--- PROVIDED TEXT ---
# Tank cleaning fish for betta fry



## andyxxatomic (Mar 19, 2012)

Hi everyone ,
in a few weeks or so, I plan on breeding my bettas. I am looking for a fish that would be best to put with the fry to aid me in keeping the tank clean. Originally, my plan was to use an apple snail. After much research, I discovered that they breed like crazy. I'm already going to have a ton of betta fry to look after, the last thing I need is a never ending snail population. I moved on to pleckos, apparently they are messy and some people believed that they would harm the fry. Supposedly they poop a lot...and ultimately hurt more than they help. Then I started looking at ottos hoping I would get a better review. From what I read, they need it bit more of a current whereas the betta prefer their water to be a bit on the calmer side. They also seem to prefer a cooler temperature whereas my fry need to be kept in warmer conditions. Finally i looked at corys. They apparently need to be in very large groups, are sensitive and don't clean quite as well. So far, they seem to be my only somewhat reasonable option. I don't know how many I can house but I don't want them to be miserable either. I also want to be sure that they wont get seriously picked on. My tank is a 20 gallon long breeder (which is why i cant house too many...) and the fry will be getting live food. Also, do the catfish (all of the above) need to receive their own particular food as well? Supposedly Cory's are air breathers too so Im assuming they could reach the surface rather than using sinking food...? I added a poll for fun  and also for those who may not want to post.


----------



## djembekah (Feb 13, 2012)

i don't know much about breeding, but my research into cories says they're omnivores (meat and vegetation) so they might go after the fry for food? and as far as i know they need food to supplement what they clean up.

i dont know much about your other options either, but i hear Nerite snails cannot breed under water. maybe they could be an option?


----------



## styggian (Dec 13, 2011)

My fry are 2 weeks old and doing perfectly fine without any other fish but their father. I have a couple of really small pond snails, and a few marimo balls (I removed the anubias a few days ago). I just use an eyedropper and airline hose for spot cleaning and use a drip method for water change. I've read of people adding in a bristlenose plec or ottos but I personally wouldn't do so.

I'd just clean manually and not risk adding in other fish.


----------



## MrVampire181 (May 12, 2009)

Pond and ramshorn snails are always in my fry tanks along with large, daily water changes.


----------



## Oldfishlady (Mar 1, 2010)

--- STATED EXERCISE 1 ---
Please duplicate the lines of the listing below, beginning at the line that has "phrase -- yellow potato skin" and stopping after the last line of the listing.

--- Records in a dataset ---

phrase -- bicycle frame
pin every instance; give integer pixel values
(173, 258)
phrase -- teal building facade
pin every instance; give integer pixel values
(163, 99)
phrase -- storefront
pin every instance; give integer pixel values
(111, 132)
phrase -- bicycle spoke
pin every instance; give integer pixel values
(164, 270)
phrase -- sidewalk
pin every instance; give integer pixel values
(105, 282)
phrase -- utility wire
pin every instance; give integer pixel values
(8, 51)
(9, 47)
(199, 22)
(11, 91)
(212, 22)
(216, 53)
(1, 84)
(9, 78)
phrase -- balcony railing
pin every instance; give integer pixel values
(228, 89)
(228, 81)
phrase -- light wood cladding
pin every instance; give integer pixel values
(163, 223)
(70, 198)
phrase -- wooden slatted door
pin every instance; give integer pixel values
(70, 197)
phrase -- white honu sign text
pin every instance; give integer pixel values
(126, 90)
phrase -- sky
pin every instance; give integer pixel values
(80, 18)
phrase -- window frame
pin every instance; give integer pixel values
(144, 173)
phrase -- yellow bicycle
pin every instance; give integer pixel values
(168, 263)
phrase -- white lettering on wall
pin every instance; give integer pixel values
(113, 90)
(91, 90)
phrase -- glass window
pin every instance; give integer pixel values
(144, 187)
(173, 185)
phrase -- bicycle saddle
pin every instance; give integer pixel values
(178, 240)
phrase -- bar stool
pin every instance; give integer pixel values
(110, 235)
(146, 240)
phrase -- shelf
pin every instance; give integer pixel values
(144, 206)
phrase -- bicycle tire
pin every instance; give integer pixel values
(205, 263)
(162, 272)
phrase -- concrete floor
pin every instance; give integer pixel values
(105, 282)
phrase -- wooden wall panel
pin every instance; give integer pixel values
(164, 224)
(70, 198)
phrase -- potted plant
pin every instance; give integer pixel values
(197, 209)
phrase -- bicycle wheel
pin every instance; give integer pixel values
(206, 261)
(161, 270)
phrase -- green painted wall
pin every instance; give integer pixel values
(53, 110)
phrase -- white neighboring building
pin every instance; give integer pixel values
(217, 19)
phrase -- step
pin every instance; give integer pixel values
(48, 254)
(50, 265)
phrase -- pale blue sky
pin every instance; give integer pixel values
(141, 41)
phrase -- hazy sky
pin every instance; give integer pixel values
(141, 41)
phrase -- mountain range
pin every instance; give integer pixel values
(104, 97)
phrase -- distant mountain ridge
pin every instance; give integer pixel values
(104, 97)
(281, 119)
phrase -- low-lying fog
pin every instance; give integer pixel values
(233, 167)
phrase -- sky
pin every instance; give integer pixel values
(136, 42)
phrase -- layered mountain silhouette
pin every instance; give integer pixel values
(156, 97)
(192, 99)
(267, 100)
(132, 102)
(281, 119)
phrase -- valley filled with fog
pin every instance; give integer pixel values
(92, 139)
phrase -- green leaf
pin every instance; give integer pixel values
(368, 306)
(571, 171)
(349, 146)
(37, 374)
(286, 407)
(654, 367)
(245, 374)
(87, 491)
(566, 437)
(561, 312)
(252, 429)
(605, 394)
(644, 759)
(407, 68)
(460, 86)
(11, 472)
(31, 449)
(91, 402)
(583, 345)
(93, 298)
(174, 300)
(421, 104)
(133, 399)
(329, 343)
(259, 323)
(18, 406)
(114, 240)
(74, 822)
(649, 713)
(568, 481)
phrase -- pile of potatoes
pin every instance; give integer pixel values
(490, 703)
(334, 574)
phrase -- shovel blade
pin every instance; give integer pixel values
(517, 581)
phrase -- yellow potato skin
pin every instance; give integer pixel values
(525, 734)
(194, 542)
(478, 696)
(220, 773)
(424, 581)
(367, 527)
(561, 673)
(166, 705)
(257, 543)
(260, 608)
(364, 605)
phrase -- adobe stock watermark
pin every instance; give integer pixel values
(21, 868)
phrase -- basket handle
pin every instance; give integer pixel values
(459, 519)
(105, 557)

--- STATED EXERCISE 2 ---
Set down word for word the part of the betta fry thread that begins at the words "i dont know" and stops after the words "in other fish.".

--- RESULT 1 ---
phrase -- yellow potato skin
pin every instance; give integer pixel values
(525, 734)
(194, 542)
(478, 696)
(220, 773)
(424, 581)
(367, 527)
(561, 673)
(166, 705)
(257, 543)
(260, 608)
(364, 605)
phrase -- adobe stock watermark
pin every instance; give integer pixel values
(21, 868)
phrase -- basket handle
pin every instance; give integer pixel values
(459, 519)
(105, 557)

--- RESULT 2 ---
i dont know much about your other options either, but i hear Nerite snails cannot breed under water. maybe they could be an option?


----------



## styggian (Dec 13, 2011)

My fry are 2 weeks old and doing perfectly fine without any other fish but their father. I have a couple of really small pond snails, and a few marimo balls (I removed the anubias a few days ago). I just use an eyedropper and airline hose for spot cleaning and use a drip method for water change. I've read of people adding in a bristlenose plec or ottos but I personally wouldn't do so.

I'd just clean manually and not risk adding in other fish.